How many lines in the items below contain the string "wheel"? Case counts. Give only the number.

Start of STORED DATA

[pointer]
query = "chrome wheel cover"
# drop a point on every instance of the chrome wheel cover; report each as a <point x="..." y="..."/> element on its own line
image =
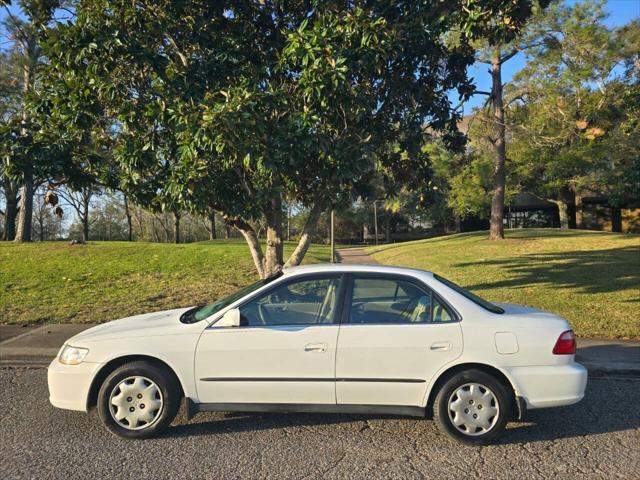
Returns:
<point x="136" y="403"/>
<point x="473" y="409"/>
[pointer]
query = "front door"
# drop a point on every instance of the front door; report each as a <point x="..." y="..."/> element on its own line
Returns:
<point x="396" y="335"/>
<point x="283" y="352"/>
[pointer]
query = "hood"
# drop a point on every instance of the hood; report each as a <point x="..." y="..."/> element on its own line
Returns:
<point x="166" y="322"/>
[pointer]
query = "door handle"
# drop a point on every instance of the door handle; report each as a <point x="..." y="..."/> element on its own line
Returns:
<point x="315" y="347"/>
<point x="440" y="346"/>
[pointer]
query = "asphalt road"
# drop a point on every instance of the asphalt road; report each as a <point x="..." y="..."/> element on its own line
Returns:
<point x="598" y="438"/>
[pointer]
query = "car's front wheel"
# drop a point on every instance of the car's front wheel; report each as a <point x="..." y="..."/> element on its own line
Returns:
<point x="472" y="407"/>
<point x="138" y="400"/>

End of STORED DATA

*EXERCISE RESULT*.
4